◆ REQUIREMENT ◆
Write a continuation of the news report below on the inquest into Karanbir Cheema's death, starting after its final sentence.

(TEXT FOR ANALYSIS)

The actions of a boy who flicked cheese at a teenage pupil, triggering a fatal allergic reaction, were "childish and thoughtless" but not calculated to cause serious harm, a coroner said.
Karanbir Cheema, 13, died after having a severe reaction at his school in west London on 28 June 2017.
A specialist doctor previously told an inquest the death was "unprecedented".
Coroner Mary Hassell said the boy who flicked cheese taken from a friend's baguette was "simply not thinking".
But recording a narrative conclusion at St Pancras Coroner's Court, she said there was a "missed opportunity" at William Perkin School in Greenford to inform pupils of the severity of his "grave allergies".
Asthmatic Karanbir, who had allergies to wheat, gluten, egg, milk and tree nuts, was immediately treated at the school when the cheese landed on his neck.
His condition quickly worsened and he began scratching vigorously at his skin, the inquest heard.
"He pulled his shirt off, screamed and flung himself around the room in panic. He could not breathe," the coroner said.
Karanbir was taken to hospital in a life-threatening condition and died almost two weeks later at Great Ormond Street of post-cardiac arrest syndrome.
Ms Hassell called the school's healthcare provision for Karanbir "inadequate" and said a contributing factor in his death was the fact his allergy action plan was not included in the school's care plan or medical box.

(End TEXT FOR ANALYSIS)
(RECORDS SUPPLIED)

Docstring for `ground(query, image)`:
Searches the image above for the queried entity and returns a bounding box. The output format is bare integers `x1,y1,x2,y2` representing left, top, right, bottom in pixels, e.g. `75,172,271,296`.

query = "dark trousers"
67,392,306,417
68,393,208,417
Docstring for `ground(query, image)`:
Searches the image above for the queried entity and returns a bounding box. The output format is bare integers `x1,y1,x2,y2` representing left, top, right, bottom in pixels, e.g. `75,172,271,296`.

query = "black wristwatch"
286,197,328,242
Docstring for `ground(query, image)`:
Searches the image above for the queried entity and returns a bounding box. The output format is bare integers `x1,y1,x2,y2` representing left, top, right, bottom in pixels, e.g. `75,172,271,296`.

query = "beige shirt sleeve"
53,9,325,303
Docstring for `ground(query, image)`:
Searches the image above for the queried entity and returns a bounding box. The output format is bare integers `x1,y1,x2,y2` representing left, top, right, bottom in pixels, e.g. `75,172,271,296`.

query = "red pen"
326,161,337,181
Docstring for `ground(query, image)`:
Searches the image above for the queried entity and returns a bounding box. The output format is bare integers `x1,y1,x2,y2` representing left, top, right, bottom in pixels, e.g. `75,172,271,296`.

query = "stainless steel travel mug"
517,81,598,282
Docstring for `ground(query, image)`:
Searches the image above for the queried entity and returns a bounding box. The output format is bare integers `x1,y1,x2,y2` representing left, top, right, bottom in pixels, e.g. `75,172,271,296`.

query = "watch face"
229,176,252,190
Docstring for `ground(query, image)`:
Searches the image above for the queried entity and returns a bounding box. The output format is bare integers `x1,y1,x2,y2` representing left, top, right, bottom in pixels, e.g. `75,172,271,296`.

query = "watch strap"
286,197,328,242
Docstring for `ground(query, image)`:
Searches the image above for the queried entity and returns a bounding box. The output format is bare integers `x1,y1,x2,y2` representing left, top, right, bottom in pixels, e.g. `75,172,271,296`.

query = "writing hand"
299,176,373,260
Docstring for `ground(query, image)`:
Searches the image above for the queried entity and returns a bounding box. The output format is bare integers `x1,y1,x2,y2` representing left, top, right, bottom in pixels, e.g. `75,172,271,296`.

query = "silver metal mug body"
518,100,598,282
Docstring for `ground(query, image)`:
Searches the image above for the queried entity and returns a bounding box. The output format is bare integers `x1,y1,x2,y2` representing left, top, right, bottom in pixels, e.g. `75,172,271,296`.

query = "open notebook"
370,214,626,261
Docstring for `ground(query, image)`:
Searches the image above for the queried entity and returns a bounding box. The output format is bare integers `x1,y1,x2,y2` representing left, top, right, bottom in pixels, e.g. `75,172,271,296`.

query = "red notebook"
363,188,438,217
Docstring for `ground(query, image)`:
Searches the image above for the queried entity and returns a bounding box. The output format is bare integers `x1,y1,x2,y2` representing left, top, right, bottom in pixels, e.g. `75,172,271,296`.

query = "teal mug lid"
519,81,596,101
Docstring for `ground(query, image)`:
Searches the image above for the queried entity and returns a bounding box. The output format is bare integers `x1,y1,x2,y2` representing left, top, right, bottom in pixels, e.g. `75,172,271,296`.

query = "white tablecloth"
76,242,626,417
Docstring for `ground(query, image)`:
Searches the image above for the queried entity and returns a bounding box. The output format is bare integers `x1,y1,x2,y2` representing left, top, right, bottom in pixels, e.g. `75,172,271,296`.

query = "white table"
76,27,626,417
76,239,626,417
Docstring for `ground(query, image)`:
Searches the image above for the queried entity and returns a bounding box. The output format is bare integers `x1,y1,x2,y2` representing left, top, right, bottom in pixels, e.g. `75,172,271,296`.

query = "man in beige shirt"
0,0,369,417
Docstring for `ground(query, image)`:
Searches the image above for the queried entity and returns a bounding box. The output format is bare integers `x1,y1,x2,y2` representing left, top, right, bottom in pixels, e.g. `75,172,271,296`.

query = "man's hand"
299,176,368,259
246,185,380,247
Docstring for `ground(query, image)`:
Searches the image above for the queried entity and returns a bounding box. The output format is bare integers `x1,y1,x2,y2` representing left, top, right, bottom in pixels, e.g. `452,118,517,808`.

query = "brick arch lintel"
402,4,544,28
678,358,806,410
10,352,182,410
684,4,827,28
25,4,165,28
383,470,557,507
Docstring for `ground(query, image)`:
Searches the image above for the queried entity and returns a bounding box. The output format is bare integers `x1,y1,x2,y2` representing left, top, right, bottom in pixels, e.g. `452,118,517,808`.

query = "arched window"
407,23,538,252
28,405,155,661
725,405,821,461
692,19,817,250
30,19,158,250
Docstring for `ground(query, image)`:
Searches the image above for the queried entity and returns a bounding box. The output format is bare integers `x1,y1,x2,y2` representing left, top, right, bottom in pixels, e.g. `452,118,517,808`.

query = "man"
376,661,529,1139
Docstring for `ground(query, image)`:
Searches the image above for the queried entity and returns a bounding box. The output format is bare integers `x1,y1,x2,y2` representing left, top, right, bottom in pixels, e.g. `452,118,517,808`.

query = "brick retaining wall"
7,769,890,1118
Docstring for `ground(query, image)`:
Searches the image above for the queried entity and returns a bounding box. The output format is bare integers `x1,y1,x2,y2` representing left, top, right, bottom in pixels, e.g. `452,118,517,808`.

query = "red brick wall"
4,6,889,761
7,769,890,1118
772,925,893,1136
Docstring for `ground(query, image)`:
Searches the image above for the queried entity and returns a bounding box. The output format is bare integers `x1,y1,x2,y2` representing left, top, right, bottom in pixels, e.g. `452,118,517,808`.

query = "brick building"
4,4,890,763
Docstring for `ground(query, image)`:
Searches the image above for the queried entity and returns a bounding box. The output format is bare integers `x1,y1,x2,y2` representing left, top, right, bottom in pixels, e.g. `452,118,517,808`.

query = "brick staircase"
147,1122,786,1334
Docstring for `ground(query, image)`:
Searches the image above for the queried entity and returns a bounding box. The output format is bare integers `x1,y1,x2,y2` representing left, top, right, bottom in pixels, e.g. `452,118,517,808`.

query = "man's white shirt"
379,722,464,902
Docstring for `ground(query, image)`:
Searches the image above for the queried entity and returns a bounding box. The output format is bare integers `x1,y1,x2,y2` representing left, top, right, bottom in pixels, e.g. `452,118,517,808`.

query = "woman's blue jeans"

(End RECORDS SUPPLIED)

◆ ANSWER TO THE PROBLEM ◆
After a delay, Karanbir was administered with an EpiPen, which contained adrenaline that was a year out of date, at the school.
It was not possible to say whether having adrenaline that was in date would have changed the outcome, Ms Hassell said.
She said she now would prepare a report intended to prevent future deaths, which would be sent to Karan's school, emergency services, government departments and experts.
Speaking after the inquest, Karanbir's mother Rina Cheema said: "I think it would help a lot of children out there, whatever happened to my son, if the schools, the institutions, hospital, paramedics, were to become aware how serious allergies are.
"My son was mature, he knew himself how fast to react. His words were at school: 'Please help me or I'm going to die'. That says it all."
Dame Alice Hudson, executive head teacher of the Twyford Trust which encompasses William Perkin School, said: "It's my view that there was a very good general awareness of his allergies in relation to both bread and cheese."